# Selected extract

15. ‘I Woke Up’ by Tim Buckley
Certainly more famous for his folkier music earlier in his career, Buckley is less acknowledged for his unique and difficult-to-categorize middle period where he stretched the conception of jazz, folk, and rock to their limits. This is the flagship from that period, merging lyrics of pure poesy with instrumentation that seems to breathe life into these fragile oneiric images with lucidity and depth. This is a chord progression to look out for.
16. ‘The Glory of Man’ by Minutemen
While this might not be a ‘Hey Soul Sister’, this still has every right to be branded a soulful anthem of working-class pride.
17. ‘Blue Jade’ by Buddy Emmons
Emmons is easily one of the best pedal steel players that have ever lived, matching Speedy West‘s inherent virtuosity, though never at the expense of pure emotive suggestion. ‘Blue Jade’ is one of his many masterworks of the pedal steel.
18. ‘Fleur Tropicale’ by Francis Bebey
The Cameroonian polymath Francis Bebey gave the world many, many songs that were never quite like anything else that came before. Somewhere, there is a parallel universe where Bebey’s signature blend of central African instrumentation with burgeoning electronics became the dominant form of music…
19. ‘Free Your Mind’ by Amnesty
Completely neglected by the passage of time, Amnesty was the missing link between funk greats like James Brown & Funkadelic and then progressive rock bands like King Crimson. Taking funk as their medium, they sought to expand its very vocabulary, though this sadly fell on deaf ears during their brief tenure in the 70s.

# What is expected
Retype the stretch of the song list from "18. ‘Fleur Tropicale’" through "in the 70s.", word for word. The records have nothing to do with this.

# A block of data
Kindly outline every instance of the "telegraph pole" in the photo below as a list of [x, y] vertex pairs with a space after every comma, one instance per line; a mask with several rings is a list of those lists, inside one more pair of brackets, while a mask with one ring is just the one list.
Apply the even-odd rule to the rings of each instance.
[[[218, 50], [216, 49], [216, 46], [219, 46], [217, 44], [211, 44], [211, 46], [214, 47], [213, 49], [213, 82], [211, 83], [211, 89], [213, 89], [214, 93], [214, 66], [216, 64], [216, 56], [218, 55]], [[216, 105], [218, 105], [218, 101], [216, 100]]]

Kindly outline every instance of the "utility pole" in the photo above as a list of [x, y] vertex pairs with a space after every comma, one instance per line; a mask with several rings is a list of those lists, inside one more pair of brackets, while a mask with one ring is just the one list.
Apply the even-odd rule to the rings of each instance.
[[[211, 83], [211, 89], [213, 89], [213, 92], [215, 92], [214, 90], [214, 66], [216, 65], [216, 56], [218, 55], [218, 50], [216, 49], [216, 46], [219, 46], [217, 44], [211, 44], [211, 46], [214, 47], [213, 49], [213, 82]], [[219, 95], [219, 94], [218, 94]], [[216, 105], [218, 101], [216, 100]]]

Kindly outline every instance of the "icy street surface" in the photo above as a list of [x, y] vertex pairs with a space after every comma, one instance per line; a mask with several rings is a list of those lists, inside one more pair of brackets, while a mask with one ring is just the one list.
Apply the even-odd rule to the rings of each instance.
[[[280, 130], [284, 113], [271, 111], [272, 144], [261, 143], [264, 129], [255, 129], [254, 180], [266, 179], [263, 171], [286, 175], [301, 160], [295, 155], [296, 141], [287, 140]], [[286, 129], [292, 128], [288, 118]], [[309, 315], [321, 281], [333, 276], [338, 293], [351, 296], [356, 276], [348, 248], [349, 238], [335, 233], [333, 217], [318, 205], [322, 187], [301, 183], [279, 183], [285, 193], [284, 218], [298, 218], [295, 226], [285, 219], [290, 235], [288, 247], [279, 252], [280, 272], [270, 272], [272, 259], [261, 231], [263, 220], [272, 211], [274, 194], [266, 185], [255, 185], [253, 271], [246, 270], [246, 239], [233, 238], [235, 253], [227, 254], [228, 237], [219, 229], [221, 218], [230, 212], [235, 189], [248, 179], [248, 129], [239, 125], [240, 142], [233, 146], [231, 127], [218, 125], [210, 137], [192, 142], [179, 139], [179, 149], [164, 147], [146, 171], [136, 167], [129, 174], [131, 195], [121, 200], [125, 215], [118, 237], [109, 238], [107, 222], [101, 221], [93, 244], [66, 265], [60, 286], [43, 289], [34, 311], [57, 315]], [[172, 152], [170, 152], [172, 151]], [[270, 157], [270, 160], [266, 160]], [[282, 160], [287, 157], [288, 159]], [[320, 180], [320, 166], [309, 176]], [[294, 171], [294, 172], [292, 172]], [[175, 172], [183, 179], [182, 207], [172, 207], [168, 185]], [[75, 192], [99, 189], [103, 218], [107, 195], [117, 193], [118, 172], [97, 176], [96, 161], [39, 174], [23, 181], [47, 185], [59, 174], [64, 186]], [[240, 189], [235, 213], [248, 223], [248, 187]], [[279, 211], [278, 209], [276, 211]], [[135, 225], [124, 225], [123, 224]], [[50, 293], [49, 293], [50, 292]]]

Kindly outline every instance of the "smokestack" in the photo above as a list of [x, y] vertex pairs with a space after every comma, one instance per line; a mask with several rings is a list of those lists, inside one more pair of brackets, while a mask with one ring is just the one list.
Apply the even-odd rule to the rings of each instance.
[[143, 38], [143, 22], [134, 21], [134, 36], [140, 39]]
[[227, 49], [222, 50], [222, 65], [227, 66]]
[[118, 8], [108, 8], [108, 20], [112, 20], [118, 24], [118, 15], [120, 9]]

# The output
18. ‘Fleur Tropicale’ by Francis Bebey
The Cameroonian polymath Francis Bebey gave the world many, many songs that were never quite like anything else that came before. Somewhere, there is a parallel universe where Bebey’s signature blend of central African instrumentation with burgeoning electronics became the dominant form of music…
19. ‘Free Your Mind’ by Amnesty
Completely neglected by the passage of time, Amnesty was the missing link between funk greats like James Brown & Funkadelic and then progressive rock bands like King Crimson. Taking funk as their medium, they sought to expand its very vocabulary, though this sadly fell on deaf ears during their brief tenure in the 70s.